Brief | Your task is to copy the stretch of lines in the records below that begins with the line containing "column 99, row 46" and ends with the line containing "Target: road edge", exactly as written, with nothing added.

Dataset records |
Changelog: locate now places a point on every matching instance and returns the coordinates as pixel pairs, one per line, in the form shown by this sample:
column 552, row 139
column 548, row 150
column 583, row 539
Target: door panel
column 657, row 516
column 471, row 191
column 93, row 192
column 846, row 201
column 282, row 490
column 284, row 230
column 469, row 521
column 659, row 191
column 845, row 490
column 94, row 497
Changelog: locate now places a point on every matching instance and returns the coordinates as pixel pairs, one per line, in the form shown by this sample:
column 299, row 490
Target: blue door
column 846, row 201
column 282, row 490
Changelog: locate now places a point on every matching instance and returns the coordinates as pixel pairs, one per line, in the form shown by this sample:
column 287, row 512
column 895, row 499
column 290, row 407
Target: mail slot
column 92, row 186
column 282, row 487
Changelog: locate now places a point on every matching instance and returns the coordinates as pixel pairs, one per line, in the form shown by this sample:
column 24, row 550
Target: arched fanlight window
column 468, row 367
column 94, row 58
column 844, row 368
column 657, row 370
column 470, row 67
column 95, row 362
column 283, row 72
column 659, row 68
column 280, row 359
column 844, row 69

* * *

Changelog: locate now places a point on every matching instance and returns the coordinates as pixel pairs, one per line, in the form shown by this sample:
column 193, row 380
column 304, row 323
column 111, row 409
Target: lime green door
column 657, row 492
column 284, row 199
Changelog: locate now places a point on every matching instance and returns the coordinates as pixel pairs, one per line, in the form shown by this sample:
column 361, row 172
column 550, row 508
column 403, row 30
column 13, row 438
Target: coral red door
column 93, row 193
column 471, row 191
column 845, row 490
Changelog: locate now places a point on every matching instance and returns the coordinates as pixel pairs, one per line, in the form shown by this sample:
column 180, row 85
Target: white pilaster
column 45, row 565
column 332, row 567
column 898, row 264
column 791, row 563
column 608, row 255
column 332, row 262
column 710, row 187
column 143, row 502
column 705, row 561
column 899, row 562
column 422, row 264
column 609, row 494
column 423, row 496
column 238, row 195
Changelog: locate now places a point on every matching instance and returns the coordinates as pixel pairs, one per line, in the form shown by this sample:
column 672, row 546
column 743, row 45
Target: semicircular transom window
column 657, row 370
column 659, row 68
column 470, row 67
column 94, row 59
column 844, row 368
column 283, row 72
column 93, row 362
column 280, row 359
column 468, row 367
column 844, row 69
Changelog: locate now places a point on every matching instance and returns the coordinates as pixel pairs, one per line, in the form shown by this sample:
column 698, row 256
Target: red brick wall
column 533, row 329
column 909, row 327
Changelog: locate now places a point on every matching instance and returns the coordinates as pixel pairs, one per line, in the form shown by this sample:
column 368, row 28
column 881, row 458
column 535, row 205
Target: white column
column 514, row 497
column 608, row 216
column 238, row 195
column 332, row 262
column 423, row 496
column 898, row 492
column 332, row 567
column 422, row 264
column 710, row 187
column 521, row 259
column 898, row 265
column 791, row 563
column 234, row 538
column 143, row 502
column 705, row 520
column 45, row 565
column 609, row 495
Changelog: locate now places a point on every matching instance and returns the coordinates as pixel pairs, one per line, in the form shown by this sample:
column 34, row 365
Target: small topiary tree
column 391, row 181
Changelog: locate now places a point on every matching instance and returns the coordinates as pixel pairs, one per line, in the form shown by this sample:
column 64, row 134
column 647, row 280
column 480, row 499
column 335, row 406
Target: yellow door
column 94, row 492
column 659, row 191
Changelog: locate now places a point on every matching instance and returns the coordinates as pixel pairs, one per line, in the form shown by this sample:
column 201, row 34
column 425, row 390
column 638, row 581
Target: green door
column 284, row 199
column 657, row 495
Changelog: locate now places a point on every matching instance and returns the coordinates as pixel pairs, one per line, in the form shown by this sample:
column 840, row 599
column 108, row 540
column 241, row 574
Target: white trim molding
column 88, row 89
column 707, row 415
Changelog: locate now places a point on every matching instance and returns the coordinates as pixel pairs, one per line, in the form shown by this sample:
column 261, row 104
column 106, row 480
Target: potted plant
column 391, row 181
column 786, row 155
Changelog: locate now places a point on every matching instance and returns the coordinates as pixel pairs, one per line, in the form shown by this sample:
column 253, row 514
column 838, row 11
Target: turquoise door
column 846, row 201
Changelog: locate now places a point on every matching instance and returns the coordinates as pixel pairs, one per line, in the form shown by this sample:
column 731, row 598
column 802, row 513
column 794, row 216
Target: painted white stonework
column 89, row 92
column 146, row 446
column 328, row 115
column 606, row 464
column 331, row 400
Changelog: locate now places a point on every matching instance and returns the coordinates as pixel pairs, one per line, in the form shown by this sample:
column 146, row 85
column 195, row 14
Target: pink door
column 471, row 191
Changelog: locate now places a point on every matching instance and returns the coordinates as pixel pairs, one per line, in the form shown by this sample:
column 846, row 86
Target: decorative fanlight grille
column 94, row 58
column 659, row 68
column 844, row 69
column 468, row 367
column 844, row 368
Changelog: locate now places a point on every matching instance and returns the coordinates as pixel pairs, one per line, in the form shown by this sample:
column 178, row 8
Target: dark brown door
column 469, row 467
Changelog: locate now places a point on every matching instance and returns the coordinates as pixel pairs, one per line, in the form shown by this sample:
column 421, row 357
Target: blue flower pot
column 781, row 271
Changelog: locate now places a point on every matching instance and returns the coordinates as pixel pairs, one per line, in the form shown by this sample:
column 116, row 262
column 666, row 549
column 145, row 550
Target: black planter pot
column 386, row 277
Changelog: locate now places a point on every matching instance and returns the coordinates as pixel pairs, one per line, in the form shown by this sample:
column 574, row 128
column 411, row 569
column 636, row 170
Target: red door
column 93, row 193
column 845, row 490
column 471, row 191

==

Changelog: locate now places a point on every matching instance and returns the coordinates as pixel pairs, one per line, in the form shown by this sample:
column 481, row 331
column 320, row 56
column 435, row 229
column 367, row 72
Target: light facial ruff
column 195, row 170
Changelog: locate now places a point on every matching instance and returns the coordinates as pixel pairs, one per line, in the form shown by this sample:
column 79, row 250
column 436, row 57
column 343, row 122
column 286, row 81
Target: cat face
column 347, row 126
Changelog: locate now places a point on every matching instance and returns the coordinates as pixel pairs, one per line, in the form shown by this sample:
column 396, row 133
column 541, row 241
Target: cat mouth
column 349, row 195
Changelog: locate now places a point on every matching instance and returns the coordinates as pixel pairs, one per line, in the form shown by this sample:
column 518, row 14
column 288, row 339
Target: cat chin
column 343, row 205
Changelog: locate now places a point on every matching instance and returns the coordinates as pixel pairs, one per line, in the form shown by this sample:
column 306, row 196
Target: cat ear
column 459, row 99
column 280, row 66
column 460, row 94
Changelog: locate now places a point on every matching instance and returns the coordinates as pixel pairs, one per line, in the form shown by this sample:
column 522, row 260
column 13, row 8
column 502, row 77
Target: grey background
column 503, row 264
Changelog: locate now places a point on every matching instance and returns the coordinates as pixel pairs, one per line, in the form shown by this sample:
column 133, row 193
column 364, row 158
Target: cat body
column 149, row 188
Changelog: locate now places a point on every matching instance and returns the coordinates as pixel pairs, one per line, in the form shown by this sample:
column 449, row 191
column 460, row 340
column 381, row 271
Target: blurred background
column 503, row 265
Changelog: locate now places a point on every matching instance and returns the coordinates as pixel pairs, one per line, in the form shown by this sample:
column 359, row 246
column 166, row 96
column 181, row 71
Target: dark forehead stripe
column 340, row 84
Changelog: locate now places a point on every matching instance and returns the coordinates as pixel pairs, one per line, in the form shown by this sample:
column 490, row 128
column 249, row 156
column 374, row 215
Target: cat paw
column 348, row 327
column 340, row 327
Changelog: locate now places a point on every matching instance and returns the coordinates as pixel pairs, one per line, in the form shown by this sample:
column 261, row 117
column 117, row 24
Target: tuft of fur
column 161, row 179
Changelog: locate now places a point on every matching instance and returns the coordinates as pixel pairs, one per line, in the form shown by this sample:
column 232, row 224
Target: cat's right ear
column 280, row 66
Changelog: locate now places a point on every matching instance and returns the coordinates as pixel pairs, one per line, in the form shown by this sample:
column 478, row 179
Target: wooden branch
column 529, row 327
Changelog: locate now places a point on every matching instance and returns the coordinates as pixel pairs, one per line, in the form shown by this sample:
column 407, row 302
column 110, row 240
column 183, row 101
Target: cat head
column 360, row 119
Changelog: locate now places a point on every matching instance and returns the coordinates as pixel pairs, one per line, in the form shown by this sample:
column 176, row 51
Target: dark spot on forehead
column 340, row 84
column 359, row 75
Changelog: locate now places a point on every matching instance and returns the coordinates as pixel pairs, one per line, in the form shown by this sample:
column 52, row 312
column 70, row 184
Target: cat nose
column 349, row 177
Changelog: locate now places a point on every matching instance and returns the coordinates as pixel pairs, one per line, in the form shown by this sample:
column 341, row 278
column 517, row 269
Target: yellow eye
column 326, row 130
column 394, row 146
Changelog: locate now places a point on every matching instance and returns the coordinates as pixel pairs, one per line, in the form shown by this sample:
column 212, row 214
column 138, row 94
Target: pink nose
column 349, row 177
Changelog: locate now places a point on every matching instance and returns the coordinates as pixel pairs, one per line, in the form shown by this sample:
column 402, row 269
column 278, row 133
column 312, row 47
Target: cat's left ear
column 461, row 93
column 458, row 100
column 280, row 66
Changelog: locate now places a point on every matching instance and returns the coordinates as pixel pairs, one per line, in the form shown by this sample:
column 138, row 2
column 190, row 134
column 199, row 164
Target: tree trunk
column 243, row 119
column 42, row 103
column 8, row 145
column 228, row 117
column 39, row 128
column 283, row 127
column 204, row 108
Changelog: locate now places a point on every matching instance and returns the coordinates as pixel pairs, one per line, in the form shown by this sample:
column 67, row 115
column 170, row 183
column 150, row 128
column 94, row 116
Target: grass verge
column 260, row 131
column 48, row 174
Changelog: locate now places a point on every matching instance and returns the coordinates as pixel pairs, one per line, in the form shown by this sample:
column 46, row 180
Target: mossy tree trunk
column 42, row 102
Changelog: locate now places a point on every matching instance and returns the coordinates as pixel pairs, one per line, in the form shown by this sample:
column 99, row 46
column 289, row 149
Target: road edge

Written response |
column 99, row 46
column 289, row 149
Target: road edge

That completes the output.